=== Aim 1 ===
Please rewrite the Oxspring biography, starting at the words "Military career[edit]" and ending after "9 December 1940.", with "Fighter Command" changed to "Bomber Command".

Group Captain Robert Wardlow "Bobby" Oxspring, DFC & Two Bars, AFC, (22 May 1919 – 8 August 1989) was a British Spitfire[1] pilot with the Royal Air Force during World War II.

Early life and family[edit]

Oxspring was born in Sheffield on 22 May 1919.[2] His father, also named Robert, had served in No. 54 Squadron RFC, and was a founder member and commander[3] of No. 66 Squadron RFC during World War I, in which he was credited with several aerial victories, and was twice awarded the Military Cross[4] before being wounded in action during a mid-air collision on 30 April 1917.[5]

Military career[edit]

Oxspring was granted a short service commission as an acting pilot officer on 7 May 1938,[6] being described at the time as "a tallish, good-looking, fair-headed bloke",[7] and served in No. 66 Squadron RAF.[8] He was regraded to pilot officer on 7 March 1939.

Known as one of the Battle of Britain's great aces,[9] he was one of the fraction of The Few selected by Fighter Command to have a portrait drawn by Cuthbert Orde, sitting for it on 9 December 1940.

[Location identification entries]
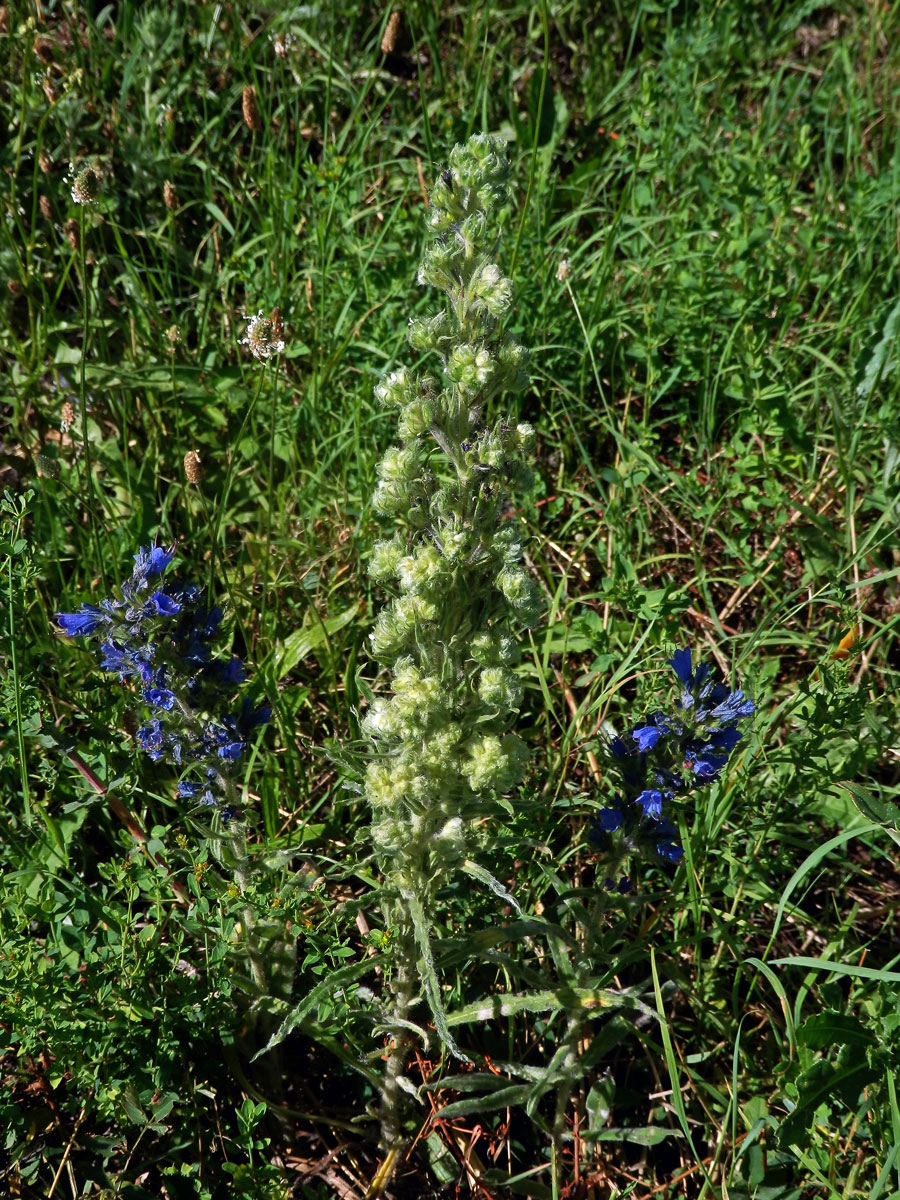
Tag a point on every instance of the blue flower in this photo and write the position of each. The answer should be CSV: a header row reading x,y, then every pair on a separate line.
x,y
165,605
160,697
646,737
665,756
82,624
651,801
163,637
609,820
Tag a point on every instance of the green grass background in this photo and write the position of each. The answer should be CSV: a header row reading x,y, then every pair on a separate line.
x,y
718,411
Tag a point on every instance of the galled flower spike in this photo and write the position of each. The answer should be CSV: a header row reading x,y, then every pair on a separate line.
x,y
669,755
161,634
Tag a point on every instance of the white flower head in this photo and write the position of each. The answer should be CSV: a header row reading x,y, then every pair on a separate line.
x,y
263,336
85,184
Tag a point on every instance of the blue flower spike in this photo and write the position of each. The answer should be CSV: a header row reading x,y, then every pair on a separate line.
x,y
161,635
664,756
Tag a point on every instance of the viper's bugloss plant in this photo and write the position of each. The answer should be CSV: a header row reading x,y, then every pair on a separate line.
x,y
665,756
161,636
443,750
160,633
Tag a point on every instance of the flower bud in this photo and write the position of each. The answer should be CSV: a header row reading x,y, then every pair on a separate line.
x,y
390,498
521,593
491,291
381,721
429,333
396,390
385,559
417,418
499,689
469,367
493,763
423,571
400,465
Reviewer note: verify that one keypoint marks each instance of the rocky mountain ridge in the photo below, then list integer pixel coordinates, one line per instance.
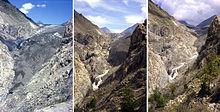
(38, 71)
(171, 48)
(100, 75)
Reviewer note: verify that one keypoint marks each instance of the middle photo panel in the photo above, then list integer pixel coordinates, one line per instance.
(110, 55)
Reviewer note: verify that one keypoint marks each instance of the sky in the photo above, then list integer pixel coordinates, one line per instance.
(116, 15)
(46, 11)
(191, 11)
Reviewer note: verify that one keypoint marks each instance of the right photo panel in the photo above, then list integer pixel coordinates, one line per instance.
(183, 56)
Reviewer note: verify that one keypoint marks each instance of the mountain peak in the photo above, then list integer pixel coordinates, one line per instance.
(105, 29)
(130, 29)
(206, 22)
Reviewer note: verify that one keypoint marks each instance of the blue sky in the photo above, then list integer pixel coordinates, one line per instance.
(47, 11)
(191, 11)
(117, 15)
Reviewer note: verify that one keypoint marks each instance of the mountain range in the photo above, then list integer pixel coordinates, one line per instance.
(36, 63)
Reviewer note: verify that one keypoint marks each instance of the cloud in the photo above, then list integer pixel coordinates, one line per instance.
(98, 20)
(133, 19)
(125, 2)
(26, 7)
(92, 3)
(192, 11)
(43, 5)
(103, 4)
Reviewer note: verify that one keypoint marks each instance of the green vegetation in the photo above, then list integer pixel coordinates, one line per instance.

=== Aim 2 ===
Count the lines of the entries that contain the string "middle", and reply with the number alone.

=== Full response 1 ===
Military career[edit]

Oxspring was granted a short service commission as an acting pilot officer on 7 May 1938,[6] being described at the time as "a tallish, good-looking, fair-headed bloke",[7] and served in No. 66 Squadron RAF.[8] He was regraded to pilot officer on 7 March 1939.

Known as one of the Battle of Britain's great aces,[9] he was one of the fraction of The Few selected by Bomber Command to have a portrait drawn by Cuthbert Orde, sitting for it on 9 December 1940.

=== Full response 2 ===
1